Transcribe every record as it stands and set the images aside.
--- Given records ---
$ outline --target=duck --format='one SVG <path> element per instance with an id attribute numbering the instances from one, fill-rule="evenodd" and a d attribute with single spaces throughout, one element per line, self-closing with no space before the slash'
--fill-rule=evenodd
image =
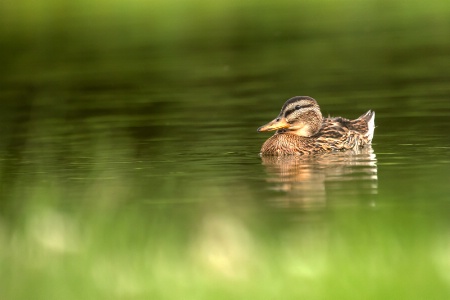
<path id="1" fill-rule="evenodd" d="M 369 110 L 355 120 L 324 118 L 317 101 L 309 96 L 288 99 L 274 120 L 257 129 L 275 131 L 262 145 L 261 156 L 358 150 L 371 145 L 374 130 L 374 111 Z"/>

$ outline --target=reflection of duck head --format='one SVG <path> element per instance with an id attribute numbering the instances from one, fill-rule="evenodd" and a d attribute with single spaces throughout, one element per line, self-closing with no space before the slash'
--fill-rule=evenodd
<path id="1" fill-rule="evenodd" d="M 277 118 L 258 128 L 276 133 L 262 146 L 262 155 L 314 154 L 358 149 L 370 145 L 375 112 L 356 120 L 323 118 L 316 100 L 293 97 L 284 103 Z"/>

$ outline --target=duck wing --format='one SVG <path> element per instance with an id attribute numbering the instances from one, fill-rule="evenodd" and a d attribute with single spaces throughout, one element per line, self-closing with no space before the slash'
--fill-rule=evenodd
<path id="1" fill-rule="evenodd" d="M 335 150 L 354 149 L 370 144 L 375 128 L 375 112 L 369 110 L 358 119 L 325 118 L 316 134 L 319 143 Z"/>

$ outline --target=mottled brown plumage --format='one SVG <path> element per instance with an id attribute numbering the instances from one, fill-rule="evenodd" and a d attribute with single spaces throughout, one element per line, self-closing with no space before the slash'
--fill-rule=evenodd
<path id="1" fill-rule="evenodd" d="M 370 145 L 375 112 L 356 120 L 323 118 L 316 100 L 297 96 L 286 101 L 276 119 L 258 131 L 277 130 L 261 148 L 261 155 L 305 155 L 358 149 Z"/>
---
Answer section:
$ outline --target=duck --format='one SVG <path> element per instance with an id attribute numbering the instances from one, fill-rule="evenodd" and a d attribute with single spaces throughout, one element per line, self-closing with no space before the slash'
--fill-rule=evenodd
image =
<path id="1" fill-rule="evenodd" d="M 369 110 L 355 120 L 324 118 L 317 101 L 309 96 L 288 99 L 274 120 L 257 129 L 275 131 L 262 145 L 261 156 L 358 150 L 371 145 L 374 130 L 374 111 Z"/>

$ outline --target=reflection of duck head --format='one SVG <path> element per instance with an id attribute numbering the instances from one, fill-rule="evenodd" and a d attribute with single spaces throughout, one element per line, self-closing with no space before the slash'
--fill-rule=evenodd
<path id="1" fill-rule="evenodd" d="M 277 118 L 258 128 L 276 133 L 262 146 L 262 155 L 314 154 L 358 149 L 370 145 L 375 112 L 356 120 L 323 118 L 316 100 L 293 97 L 284 103 Z"/>

$ outline --target=duck wing --format='one SVG <path> element per instance with an id attribute numbering the instances from one, fill-rule="evenodd" and a d attribute with single spaces throughout, one element per line, self-closing with no space before the slash'
--fill-rule=evenodd
<path id="1" fill-rule="evenodd" d="M 335 150 L 354 149 L 370 144 L 375 128 L 375 112 L 369 110 L 358 119 L 325 118 L 316 134 L 319 143 Z"/>

$ outline --target=mottled brown plumage --format='one SVG <path> element per instance with an id attribute numbering the instances from one, fill-rule="evenodd" and a d attribute with single spaces throughout, one element per line, self-closing with no space before the slash'
--fill-rule=evenodd
<path id="1" fill-rule="evenodd" d="M 370 145 L 375 112 L 356 120 L 323 118 L 316 100 L 297 96 L 286 101 L 276 119 L 258 131 L 277 130 L 261 148 L 261 155 L 305 155 L 358 149 Z"/>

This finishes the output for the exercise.